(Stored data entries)
**********

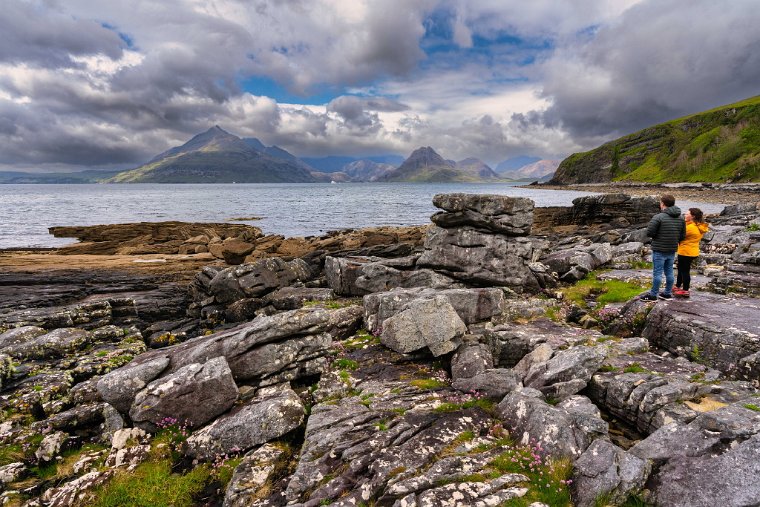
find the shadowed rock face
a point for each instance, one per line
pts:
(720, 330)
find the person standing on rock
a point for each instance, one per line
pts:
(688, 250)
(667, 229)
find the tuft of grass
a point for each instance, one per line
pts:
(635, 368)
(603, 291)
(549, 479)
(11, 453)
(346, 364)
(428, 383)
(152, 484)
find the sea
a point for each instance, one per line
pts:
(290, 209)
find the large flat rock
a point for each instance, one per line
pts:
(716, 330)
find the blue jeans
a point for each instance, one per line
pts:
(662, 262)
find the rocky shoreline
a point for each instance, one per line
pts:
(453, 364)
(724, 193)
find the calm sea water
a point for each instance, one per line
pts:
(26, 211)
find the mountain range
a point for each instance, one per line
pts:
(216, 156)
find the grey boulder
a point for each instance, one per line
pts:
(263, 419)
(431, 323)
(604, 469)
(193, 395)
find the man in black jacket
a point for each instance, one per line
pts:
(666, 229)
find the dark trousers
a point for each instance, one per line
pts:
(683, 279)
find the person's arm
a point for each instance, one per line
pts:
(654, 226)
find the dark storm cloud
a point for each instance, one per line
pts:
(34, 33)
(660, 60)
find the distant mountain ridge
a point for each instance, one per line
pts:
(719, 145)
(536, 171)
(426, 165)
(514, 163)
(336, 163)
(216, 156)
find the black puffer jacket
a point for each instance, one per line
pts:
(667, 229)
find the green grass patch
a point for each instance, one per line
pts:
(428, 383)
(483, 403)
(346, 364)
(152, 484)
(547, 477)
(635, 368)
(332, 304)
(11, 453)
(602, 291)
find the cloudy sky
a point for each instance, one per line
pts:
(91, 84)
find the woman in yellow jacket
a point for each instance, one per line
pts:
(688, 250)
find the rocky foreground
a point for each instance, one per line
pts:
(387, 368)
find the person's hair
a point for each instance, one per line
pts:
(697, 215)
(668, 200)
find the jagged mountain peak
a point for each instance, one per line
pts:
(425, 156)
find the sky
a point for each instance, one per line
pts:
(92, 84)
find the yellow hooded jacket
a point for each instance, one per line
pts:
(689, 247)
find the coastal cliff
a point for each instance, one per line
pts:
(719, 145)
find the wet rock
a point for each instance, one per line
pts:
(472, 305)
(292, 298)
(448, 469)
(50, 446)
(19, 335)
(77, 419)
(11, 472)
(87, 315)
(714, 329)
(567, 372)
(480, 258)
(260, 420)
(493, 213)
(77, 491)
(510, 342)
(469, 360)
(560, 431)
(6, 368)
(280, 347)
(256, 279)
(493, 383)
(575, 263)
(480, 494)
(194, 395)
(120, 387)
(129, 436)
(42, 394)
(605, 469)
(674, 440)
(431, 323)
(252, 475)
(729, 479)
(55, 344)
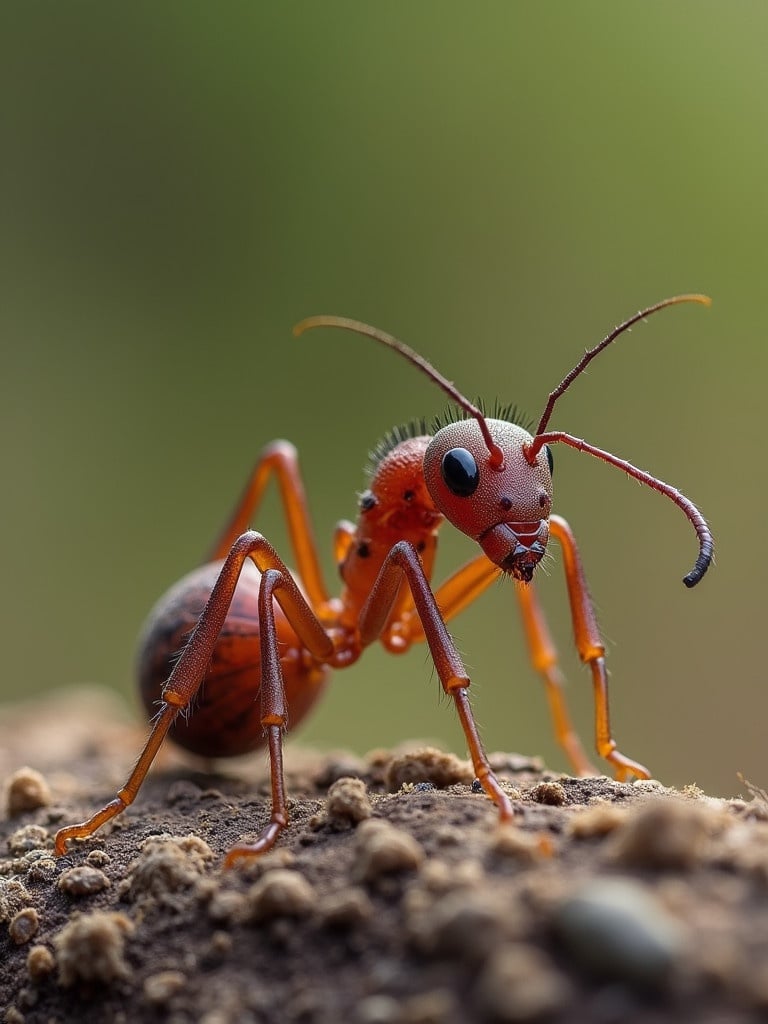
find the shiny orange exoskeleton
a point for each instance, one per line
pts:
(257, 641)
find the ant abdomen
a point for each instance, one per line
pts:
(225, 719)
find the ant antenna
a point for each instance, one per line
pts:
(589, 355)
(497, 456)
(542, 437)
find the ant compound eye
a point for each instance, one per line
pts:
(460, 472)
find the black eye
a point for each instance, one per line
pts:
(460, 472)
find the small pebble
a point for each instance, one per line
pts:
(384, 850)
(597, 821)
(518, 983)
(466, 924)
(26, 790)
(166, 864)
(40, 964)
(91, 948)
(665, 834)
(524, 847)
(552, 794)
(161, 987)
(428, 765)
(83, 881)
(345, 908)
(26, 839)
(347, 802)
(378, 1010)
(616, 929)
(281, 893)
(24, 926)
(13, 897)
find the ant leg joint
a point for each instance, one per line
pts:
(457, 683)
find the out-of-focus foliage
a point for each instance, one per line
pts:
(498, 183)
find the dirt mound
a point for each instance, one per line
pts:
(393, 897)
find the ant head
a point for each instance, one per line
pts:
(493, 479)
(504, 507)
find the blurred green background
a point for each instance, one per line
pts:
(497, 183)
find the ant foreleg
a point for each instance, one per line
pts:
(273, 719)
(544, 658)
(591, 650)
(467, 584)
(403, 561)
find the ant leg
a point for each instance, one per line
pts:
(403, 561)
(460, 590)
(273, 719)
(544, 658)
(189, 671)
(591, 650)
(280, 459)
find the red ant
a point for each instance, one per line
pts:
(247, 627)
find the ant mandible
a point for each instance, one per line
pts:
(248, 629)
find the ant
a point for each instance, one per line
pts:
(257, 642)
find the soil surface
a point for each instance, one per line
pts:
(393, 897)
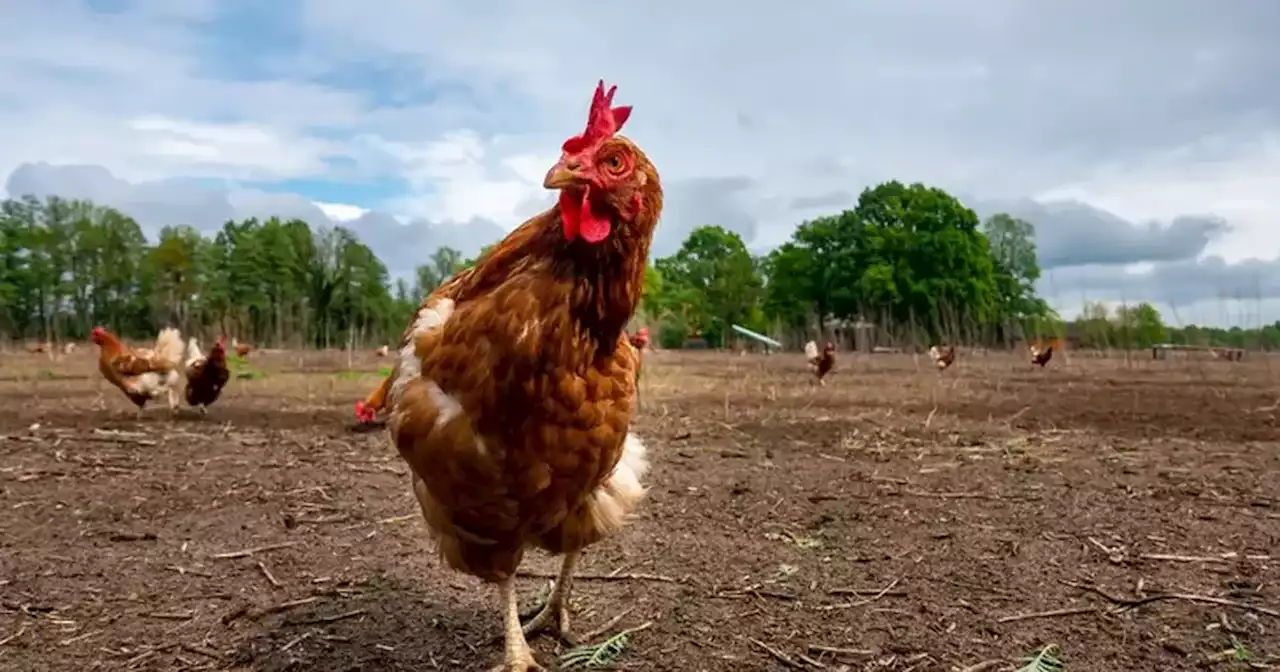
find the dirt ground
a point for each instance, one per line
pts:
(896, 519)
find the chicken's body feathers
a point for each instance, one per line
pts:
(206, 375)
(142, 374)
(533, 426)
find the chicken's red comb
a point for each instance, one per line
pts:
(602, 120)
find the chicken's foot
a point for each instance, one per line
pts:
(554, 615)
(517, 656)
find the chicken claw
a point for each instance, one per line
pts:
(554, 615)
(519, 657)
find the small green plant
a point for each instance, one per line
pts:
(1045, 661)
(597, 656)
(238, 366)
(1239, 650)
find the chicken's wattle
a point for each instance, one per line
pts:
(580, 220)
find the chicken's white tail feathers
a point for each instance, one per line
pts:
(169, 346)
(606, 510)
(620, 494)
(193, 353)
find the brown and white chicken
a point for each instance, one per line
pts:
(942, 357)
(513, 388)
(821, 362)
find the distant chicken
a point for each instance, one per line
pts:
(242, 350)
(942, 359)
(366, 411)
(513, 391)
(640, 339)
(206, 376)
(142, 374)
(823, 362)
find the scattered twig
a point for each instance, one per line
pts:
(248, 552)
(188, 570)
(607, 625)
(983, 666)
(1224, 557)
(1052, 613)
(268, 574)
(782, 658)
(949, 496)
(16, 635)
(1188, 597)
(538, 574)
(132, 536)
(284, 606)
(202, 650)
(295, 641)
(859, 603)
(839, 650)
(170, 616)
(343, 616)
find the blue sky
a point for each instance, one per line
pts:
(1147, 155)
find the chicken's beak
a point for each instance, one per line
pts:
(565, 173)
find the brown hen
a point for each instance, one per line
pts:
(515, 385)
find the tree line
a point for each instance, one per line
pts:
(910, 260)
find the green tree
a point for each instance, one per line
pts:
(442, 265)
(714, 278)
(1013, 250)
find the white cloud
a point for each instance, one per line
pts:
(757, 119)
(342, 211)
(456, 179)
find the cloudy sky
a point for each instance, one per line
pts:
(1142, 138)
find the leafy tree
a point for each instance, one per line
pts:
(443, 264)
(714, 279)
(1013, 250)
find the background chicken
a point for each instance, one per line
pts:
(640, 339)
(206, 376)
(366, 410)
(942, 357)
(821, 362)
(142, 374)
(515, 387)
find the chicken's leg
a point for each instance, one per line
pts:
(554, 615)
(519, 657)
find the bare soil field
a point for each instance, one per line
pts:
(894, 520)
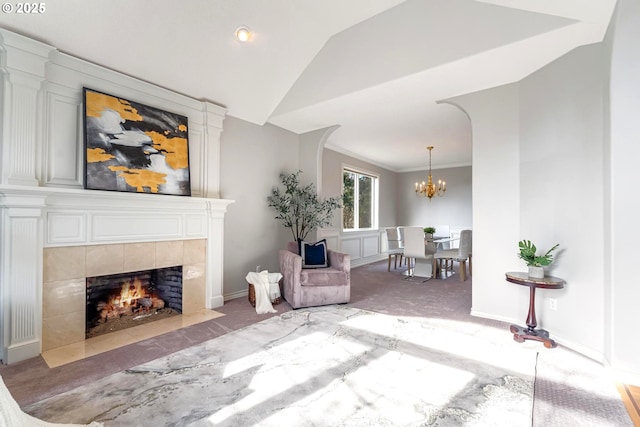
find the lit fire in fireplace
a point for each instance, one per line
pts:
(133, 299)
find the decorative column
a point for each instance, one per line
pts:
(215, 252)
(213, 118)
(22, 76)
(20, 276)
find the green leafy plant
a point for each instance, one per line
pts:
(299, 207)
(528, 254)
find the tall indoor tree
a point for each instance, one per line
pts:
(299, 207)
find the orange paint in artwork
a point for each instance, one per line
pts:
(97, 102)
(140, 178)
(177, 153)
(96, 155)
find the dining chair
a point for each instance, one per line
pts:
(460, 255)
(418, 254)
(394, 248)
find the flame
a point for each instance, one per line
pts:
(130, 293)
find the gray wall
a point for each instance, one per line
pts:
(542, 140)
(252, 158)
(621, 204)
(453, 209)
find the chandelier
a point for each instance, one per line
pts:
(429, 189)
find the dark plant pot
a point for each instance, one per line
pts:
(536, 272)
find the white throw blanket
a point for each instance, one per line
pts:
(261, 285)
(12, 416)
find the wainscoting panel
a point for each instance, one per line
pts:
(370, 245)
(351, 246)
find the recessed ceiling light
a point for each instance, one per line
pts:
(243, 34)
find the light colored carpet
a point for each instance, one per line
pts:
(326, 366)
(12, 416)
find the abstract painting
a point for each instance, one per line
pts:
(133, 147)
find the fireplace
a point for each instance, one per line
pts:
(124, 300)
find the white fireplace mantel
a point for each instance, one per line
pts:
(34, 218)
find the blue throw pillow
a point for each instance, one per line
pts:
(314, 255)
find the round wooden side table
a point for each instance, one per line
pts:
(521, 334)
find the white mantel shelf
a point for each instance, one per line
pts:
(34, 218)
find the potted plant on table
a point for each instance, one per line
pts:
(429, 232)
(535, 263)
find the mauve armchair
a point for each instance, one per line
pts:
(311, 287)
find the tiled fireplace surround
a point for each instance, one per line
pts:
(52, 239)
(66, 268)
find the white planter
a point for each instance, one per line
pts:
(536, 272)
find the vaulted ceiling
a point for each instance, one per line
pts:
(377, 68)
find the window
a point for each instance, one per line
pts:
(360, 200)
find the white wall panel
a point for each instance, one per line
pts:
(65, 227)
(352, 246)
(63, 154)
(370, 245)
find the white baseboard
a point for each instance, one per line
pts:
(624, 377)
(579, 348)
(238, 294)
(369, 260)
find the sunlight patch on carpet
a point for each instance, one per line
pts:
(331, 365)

**********

Activity: Copy every line from the entries that contains the word "black".

Task response:
find the man in black jacket
find the black puffer jacket
find the black eye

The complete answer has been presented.